• _Exercise brief_
Your task is to transcribe, word for word, the line containing "Where can you spot the man's back" and all lines that follow it to the end of the entries. Leave out the pictures.

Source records
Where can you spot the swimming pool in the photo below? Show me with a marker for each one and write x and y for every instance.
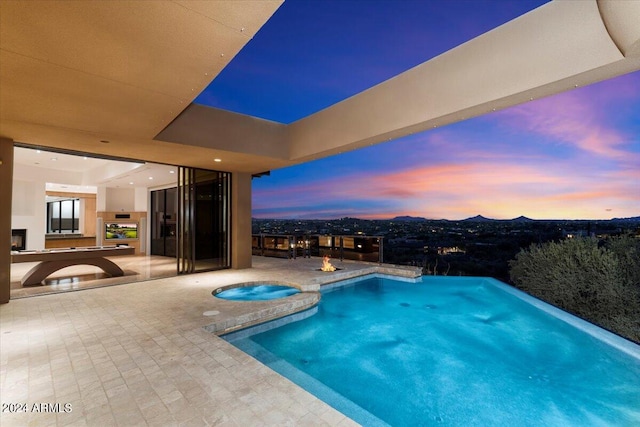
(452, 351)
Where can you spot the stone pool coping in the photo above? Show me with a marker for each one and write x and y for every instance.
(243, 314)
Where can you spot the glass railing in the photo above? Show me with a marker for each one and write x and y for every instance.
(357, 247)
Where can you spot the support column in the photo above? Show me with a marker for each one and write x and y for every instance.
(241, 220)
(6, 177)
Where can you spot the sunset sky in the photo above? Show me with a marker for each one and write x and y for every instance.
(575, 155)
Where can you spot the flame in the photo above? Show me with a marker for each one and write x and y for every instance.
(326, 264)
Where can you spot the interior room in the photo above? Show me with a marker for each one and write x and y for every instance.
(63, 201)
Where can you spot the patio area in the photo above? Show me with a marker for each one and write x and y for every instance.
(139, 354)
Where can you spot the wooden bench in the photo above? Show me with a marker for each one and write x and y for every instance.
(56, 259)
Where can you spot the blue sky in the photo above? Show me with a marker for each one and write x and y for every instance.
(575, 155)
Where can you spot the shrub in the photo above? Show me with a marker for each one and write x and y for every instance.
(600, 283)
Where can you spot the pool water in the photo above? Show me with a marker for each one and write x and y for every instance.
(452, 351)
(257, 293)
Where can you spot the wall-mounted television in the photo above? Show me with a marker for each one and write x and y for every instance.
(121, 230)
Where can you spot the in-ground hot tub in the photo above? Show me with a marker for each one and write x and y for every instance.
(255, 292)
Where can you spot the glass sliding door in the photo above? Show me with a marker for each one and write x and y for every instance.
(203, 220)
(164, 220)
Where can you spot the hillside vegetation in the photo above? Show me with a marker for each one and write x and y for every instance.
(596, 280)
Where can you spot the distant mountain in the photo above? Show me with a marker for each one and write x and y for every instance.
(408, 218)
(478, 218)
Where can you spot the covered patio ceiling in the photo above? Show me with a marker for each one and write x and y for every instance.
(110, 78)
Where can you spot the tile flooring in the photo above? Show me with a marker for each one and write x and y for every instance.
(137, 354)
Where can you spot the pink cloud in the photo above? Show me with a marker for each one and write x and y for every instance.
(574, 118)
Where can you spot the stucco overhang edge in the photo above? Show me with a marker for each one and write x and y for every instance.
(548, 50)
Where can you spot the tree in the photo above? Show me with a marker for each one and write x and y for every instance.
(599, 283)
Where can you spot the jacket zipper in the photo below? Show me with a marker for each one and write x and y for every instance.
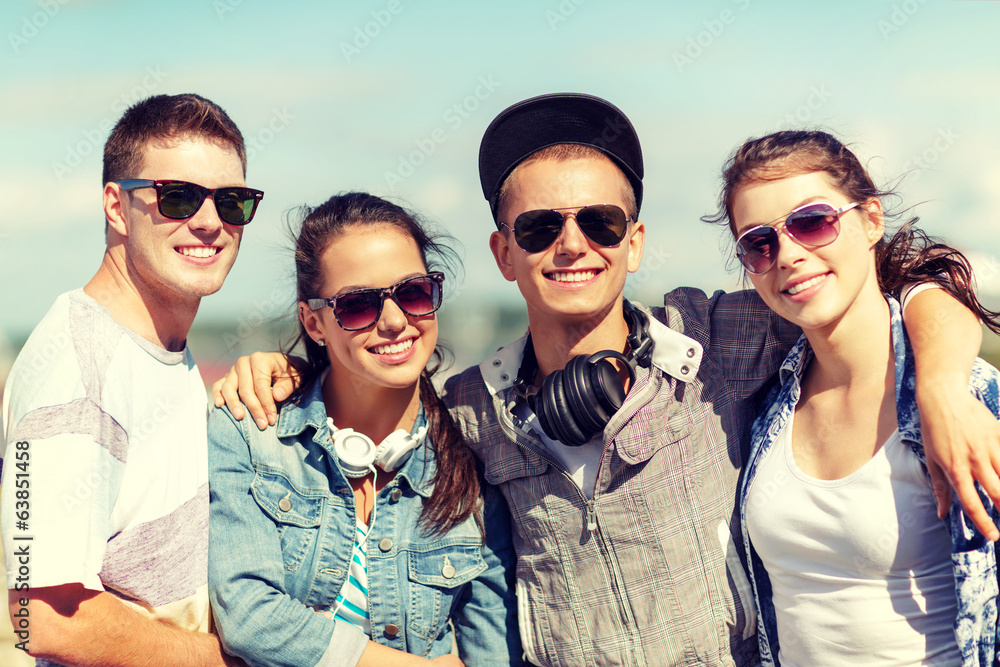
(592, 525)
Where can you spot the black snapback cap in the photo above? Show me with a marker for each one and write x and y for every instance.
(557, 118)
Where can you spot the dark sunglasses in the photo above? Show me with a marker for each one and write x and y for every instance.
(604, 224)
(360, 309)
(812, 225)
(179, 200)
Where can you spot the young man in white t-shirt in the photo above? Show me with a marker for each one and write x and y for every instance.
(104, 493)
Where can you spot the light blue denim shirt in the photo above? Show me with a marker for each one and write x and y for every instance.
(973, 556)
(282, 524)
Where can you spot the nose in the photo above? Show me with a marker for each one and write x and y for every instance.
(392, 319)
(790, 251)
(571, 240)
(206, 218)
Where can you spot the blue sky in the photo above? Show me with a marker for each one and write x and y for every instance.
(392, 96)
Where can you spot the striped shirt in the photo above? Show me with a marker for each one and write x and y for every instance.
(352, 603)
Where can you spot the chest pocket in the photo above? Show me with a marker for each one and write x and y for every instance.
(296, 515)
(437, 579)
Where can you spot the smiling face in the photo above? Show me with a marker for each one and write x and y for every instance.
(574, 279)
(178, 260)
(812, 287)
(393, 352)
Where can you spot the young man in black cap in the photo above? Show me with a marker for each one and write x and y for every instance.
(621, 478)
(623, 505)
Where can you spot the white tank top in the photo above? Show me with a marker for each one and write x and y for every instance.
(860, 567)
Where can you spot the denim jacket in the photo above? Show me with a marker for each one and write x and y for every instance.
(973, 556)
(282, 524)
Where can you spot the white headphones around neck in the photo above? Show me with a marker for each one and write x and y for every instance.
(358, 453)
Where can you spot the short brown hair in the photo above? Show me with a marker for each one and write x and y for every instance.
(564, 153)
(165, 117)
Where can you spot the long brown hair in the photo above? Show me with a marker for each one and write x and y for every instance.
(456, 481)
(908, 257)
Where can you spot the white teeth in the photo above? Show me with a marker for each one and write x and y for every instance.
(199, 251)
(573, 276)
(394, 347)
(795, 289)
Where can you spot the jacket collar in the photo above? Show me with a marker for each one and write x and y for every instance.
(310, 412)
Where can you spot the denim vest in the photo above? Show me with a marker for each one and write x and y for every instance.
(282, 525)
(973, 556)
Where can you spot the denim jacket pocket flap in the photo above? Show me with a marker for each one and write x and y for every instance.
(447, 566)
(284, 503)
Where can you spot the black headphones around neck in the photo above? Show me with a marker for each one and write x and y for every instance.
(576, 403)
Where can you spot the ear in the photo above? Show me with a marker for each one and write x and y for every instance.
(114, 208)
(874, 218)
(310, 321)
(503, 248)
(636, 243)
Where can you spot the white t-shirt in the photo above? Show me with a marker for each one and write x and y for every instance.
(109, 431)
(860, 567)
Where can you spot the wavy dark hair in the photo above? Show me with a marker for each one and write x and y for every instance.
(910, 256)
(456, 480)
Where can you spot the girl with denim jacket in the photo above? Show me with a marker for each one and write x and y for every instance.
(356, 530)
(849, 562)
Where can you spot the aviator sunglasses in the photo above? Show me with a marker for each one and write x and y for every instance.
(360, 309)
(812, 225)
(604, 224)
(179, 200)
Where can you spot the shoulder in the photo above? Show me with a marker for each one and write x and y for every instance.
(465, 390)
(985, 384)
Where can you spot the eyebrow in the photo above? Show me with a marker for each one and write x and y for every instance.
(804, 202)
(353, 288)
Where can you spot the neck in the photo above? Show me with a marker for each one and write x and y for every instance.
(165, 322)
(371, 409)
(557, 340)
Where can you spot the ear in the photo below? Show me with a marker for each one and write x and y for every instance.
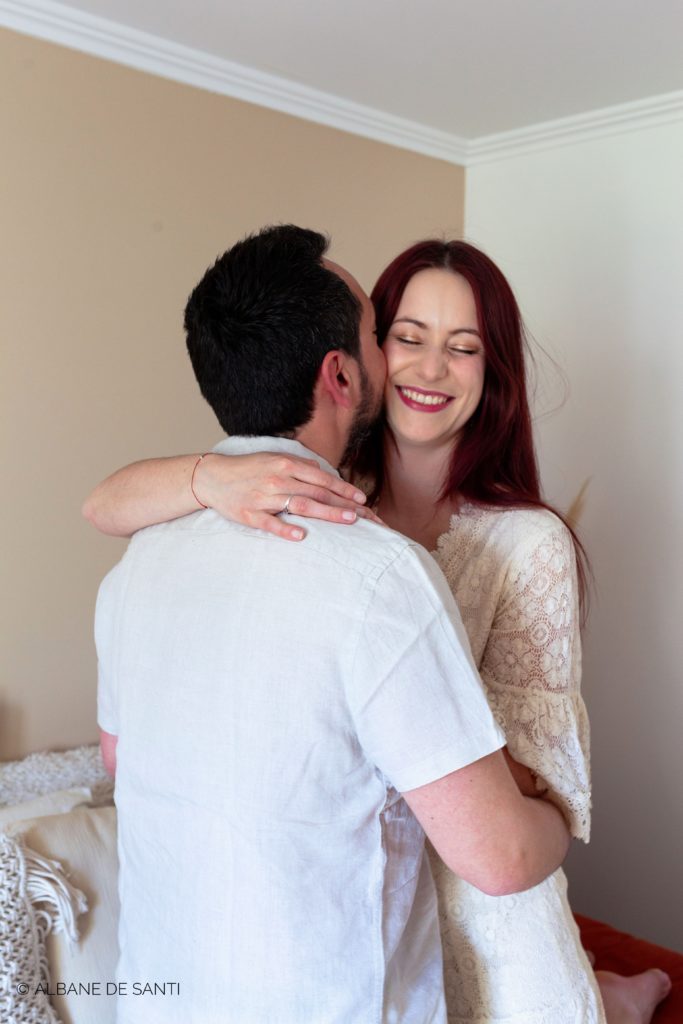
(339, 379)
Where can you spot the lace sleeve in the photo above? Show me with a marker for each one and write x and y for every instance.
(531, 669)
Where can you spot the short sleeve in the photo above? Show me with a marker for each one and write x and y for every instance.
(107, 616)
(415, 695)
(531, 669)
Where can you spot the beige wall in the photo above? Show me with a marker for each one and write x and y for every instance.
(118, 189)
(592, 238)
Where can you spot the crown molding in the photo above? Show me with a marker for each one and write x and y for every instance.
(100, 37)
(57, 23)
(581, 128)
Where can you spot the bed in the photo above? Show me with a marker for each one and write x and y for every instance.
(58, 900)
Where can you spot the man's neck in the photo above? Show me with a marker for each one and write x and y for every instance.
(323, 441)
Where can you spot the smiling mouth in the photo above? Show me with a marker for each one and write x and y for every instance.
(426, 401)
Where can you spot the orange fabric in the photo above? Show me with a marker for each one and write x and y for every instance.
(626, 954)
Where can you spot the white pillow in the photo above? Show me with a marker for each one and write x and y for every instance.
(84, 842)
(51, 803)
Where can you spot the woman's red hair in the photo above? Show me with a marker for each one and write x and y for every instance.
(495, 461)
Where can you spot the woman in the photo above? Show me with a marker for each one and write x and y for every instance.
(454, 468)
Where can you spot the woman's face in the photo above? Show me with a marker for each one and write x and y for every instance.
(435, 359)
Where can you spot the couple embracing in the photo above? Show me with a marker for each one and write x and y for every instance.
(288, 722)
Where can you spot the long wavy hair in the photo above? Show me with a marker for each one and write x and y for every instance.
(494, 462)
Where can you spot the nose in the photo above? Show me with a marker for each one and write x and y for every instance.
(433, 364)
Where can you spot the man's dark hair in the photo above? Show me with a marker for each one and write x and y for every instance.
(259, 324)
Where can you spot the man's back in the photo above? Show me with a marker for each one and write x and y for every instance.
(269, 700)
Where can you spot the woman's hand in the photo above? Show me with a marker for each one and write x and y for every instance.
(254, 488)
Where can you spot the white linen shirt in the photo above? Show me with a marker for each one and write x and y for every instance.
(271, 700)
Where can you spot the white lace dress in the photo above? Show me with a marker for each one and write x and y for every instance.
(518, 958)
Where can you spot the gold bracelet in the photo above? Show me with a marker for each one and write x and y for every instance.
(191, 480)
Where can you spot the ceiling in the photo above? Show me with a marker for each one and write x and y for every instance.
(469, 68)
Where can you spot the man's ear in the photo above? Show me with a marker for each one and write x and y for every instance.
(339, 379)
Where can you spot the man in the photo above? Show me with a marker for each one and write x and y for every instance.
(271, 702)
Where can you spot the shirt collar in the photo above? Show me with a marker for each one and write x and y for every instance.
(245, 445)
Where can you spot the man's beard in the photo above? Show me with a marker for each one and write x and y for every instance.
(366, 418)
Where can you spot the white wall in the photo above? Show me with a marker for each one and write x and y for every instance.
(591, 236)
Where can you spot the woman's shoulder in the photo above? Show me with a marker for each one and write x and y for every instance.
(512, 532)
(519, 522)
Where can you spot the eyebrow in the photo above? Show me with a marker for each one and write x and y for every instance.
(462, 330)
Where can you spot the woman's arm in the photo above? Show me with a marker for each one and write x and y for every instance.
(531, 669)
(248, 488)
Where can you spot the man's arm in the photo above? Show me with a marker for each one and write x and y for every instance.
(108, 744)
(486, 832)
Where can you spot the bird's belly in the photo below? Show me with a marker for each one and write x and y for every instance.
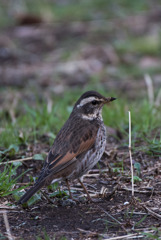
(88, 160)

• _Worked solution_
Where can you spot the man's back in the photo above? Show me with a marker for each one and write x and y for every instance.
(269, 700)
Where can you spot the woman's hand in the photo above? Show me with a marker for each one and write x and y for every instance.
(254, 488)
Where can you spot the white linen shirt in the photo above? Show me with a marker for each one and write x and y for every instance.
(271, 700)
Where can you spot the white lace dress in the photo above? Show me with a marker for each one and write x and y for every instance.
(518, 958)
Where can you spot the gold bracelet in the photo above? Show me with a marker for each one and write x and y for every instance.
(191, 480)
Where can you spot the ceiling in the photo above? Show me with a marker for each one and write x and y for every instance.
(469, 68)
Where can you spot the man's ear in the photo above? Show me with a marker for each one and write x and y for every instance.
(339, 379)
Where can you spot the man in the photo above? Show me with a marker for each one and write x and y for every instance.
(271, 702)
Where can you spot the shirt collar in the photo above? Show me with a marker for each one and write x and y for every instance.
(245, 445)
Where can you spot the man's beard in the photo above? Show me with a marker for each one and write x and y for every instance.
(366, 418)
Where can you spot the white wall in the photo above? Show me with a marker for each one and write x and y for every instance.
(591, 236)
Where can you spot the woman's shoulder in the photo above? Show me with a marker for each one and write x and y for every instance.
(512, 532)
(519, 522)
Where can you spot the eyebrow in the photo above? Show me with a marker for each one and write x and y for every instance.
(462, 330)
Where can you spot the woman's arm in the photo above? Show me with a marker for each one and write x and y for every instance.
(531, 669)
(248, 488)
Where can you spot the man's arm in the photo above? Show me with a marker for each one and write x and y for every instance.
(108, 744)
(486, 832)
Where can you spot the bird's belly in the photo below? Show me with a marker for each one and write x and y for every instance.
(88, 160)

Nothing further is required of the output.